Referring expression data

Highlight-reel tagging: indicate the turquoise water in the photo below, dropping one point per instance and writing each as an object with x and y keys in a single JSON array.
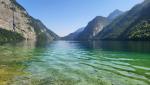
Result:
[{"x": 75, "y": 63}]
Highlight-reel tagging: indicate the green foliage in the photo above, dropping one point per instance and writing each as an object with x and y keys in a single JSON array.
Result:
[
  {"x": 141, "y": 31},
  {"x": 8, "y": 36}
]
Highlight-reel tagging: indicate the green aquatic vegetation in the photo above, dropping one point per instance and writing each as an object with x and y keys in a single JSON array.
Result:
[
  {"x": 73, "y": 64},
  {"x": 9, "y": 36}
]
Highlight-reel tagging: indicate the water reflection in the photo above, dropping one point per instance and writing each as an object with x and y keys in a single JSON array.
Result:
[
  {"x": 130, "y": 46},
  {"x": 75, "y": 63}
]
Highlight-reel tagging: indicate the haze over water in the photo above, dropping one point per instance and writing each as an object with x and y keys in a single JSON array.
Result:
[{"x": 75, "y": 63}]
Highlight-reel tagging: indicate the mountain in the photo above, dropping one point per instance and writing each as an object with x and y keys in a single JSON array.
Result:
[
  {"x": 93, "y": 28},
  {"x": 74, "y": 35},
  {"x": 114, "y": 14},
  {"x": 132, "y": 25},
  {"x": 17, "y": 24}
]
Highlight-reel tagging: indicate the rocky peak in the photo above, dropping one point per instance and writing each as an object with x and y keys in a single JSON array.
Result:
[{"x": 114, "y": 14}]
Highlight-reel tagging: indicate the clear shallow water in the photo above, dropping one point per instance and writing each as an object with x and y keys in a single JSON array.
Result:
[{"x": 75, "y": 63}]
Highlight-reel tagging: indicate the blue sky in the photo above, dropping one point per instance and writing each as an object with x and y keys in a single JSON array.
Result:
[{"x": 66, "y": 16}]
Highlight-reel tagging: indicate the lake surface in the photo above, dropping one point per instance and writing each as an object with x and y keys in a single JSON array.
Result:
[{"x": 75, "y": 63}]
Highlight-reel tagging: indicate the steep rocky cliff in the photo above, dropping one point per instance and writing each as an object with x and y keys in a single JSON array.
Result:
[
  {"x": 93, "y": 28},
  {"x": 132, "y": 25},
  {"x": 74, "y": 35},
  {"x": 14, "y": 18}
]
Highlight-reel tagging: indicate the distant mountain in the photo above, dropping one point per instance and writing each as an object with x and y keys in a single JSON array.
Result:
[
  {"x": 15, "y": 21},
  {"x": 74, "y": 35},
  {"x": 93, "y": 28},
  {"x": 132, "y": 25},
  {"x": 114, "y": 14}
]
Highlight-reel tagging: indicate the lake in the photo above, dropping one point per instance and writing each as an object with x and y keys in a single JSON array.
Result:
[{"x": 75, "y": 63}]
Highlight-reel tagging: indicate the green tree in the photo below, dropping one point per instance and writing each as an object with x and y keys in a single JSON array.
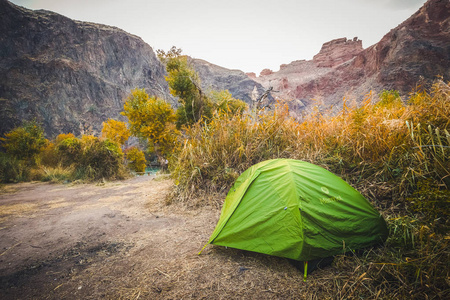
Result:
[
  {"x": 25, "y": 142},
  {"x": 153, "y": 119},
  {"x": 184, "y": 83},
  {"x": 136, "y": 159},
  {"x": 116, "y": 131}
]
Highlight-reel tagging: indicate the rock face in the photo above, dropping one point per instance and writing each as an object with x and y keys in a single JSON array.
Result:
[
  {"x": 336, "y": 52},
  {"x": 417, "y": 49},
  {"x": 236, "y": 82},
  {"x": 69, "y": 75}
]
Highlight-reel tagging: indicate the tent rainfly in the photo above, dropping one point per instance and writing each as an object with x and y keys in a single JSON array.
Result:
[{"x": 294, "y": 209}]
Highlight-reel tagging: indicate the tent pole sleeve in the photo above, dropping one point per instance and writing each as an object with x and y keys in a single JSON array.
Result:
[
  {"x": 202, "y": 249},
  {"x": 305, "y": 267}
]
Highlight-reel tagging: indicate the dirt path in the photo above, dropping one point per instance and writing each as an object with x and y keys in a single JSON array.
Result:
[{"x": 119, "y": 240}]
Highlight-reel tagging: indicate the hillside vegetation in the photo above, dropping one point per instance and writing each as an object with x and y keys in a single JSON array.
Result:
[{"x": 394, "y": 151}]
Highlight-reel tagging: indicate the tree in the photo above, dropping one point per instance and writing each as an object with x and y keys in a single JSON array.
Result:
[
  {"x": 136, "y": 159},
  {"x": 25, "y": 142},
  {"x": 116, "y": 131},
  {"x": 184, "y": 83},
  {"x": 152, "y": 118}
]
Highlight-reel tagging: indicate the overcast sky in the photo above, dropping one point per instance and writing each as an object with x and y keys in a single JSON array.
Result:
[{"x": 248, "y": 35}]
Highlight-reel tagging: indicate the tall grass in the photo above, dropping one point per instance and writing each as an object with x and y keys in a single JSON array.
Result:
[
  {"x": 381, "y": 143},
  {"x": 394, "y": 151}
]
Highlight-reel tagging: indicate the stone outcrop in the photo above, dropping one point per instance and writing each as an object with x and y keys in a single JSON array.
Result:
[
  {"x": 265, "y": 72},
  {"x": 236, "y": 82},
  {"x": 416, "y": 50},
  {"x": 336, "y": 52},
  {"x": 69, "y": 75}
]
* * *
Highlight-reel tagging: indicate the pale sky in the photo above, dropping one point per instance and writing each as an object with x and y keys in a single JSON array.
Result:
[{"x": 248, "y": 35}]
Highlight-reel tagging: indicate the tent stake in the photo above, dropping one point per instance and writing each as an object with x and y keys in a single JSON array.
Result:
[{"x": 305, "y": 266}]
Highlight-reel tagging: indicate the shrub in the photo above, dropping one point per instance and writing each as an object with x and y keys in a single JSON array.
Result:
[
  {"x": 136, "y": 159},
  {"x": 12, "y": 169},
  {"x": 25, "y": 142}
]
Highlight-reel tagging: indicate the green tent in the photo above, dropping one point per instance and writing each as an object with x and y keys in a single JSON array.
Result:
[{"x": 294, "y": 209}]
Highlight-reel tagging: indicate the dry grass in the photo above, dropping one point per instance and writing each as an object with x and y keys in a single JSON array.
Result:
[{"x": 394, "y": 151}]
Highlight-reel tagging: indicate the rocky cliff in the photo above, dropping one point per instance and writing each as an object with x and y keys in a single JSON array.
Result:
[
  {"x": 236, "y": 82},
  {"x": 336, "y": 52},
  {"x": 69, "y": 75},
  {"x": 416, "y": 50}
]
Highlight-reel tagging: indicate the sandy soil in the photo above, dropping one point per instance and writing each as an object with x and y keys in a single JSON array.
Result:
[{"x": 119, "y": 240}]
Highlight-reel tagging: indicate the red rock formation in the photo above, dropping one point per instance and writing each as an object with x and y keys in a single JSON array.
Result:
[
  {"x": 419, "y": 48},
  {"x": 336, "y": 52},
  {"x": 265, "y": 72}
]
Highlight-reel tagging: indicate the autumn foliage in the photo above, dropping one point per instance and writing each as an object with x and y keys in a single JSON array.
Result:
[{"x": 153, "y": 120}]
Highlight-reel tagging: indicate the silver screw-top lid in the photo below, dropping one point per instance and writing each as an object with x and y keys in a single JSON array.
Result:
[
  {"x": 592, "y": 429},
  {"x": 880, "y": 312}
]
==
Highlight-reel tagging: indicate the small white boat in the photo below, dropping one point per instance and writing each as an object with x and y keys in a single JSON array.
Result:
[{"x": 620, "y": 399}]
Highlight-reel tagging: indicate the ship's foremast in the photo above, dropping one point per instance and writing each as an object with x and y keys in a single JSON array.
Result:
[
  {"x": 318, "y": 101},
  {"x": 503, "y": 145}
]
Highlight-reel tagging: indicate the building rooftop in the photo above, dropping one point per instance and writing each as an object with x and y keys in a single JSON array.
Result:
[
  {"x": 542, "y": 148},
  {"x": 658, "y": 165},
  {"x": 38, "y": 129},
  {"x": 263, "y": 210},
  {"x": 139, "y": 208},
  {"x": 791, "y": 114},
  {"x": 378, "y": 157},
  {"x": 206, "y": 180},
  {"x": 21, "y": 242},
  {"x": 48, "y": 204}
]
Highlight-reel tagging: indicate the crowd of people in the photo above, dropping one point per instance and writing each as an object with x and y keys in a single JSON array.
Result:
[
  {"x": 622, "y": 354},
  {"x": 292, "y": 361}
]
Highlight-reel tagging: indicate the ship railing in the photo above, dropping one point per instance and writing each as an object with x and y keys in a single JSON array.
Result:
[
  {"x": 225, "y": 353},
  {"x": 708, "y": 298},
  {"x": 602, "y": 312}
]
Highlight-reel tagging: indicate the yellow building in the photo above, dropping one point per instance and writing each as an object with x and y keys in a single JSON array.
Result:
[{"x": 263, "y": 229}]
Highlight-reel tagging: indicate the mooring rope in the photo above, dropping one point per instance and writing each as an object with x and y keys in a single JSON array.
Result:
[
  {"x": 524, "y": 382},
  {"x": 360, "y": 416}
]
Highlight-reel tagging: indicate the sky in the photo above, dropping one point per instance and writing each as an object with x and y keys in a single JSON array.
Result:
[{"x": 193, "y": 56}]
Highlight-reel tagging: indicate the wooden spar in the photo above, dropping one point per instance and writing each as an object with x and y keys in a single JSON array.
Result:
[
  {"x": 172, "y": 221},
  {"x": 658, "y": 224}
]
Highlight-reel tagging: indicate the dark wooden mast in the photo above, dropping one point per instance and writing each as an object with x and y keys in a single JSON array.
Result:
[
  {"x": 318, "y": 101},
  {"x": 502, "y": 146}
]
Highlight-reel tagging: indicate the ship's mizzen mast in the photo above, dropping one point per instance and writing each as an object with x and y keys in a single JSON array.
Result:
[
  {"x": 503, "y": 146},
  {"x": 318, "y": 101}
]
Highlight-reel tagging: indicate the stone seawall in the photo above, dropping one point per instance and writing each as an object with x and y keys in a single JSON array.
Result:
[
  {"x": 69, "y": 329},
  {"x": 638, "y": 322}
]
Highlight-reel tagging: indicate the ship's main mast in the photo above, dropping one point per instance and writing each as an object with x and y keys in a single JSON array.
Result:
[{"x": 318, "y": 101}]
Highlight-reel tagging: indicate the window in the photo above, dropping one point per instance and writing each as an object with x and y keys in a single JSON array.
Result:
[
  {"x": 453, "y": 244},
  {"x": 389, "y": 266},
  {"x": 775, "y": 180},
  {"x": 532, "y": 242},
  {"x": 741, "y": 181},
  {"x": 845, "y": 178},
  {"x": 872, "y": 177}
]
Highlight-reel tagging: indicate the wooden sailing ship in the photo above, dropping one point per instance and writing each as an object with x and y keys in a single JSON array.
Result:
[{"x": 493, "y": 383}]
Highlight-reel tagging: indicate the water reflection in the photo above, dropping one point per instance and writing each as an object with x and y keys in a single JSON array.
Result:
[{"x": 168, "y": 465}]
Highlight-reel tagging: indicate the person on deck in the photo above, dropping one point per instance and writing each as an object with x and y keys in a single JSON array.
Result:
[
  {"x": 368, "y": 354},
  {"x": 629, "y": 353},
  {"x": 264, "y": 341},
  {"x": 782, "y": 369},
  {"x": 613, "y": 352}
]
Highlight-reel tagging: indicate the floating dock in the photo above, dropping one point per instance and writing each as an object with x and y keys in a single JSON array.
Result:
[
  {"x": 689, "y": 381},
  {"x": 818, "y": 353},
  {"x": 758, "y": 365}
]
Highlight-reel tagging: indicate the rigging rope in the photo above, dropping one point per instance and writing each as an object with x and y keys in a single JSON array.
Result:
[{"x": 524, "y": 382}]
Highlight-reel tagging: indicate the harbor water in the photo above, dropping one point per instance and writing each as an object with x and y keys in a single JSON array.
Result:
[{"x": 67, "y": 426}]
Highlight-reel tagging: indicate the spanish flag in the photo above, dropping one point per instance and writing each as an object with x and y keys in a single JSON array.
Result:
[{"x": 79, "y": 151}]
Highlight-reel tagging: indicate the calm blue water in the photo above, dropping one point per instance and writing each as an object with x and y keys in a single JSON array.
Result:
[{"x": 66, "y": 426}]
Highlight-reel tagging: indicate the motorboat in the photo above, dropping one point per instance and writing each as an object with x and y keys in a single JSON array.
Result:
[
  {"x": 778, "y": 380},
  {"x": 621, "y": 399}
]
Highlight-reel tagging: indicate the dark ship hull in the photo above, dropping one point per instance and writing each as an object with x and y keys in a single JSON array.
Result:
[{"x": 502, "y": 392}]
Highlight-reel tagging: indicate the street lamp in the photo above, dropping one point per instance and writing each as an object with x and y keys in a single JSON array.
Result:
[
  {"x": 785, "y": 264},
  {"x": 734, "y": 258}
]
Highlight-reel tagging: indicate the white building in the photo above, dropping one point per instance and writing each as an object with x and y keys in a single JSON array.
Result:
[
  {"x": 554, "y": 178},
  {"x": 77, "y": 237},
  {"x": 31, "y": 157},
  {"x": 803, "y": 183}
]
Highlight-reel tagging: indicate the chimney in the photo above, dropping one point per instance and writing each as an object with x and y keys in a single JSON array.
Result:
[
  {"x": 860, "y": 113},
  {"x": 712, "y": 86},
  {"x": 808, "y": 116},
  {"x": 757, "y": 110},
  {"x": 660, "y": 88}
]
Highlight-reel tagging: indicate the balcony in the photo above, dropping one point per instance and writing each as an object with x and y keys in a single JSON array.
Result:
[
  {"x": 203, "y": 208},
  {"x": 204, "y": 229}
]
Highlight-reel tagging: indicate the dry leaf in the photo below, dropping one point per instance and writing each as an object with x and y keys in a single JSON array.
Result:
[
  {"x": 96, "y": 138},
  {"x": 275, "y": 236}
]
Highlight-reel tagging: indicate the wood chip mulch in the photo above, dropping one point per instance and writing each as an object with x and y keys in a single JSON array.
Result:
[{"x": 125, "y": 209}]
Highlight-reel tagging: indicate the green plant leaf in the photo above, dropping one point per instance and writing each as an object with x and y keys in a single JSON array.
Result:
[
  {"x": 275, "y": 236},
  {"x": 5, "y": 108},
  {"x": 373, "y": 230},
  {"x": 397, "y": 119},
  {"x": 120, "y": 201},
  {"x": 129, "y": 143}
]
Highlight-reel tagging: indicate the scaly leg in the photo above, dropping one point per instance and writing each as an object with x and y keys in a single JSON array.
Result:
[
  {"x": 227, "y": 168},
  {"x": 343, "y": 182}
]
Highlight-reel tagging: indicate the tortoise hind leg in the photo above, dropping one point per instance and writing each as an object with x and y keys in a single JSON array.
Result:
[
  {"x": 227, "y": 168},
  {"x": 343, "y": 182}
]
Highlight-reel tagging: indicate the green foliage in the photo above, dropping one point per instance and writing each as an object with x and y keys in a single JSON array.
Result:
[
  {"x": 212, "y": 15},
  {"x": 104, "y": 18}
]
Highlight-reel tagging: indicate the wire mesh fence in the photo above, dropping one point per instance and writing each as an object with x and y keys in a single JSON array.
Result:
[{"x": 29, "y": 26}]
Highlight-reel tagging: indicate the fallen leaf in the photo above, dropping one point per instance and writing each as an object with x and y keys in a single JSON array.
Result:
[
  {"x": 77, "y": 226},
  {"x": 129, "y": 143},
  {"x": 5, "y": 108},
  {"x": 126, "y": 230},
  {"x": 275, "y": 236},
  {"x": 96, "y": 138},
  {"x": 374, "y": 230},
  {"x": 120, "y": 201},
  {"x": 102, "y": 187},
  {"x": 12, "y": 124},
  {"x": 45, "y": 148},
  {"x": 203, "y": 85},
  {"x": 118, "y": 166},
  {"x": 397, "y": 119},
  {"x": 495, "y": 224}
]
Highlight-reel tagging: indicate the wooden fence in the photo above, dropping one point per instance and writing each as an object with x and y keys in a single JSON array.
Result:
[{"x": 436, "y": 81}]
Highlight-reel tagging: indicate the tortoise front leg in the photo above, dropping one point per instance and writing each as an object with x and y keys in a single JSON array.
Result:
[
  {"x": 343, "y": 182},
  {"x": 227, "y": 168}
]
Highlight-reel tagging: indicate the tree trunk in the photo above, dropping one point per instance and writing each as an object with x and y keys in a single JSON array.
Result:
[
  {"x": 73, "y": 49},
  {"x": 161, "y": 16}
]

_EXERCISE BRIEF_: Each line in which the string "rocky" is found must be copied from the data.

_ANSWER_:
Highlight-reel tagging: indicate the rocky peak in the photo above, dropping one point per instance and writing each as an object with x and y keys in a single JSON array.
Highlight-reel tagging: indicate the steep rocky cliff in the photo above, dropping one point per instance and writing each as an object with x and y keys in a single JSON array.
Highlight-reel tagging: indicate the rocky cliff in the photo above, dropping one point per instance and writing each as an object with x and y keys in a single JSON array.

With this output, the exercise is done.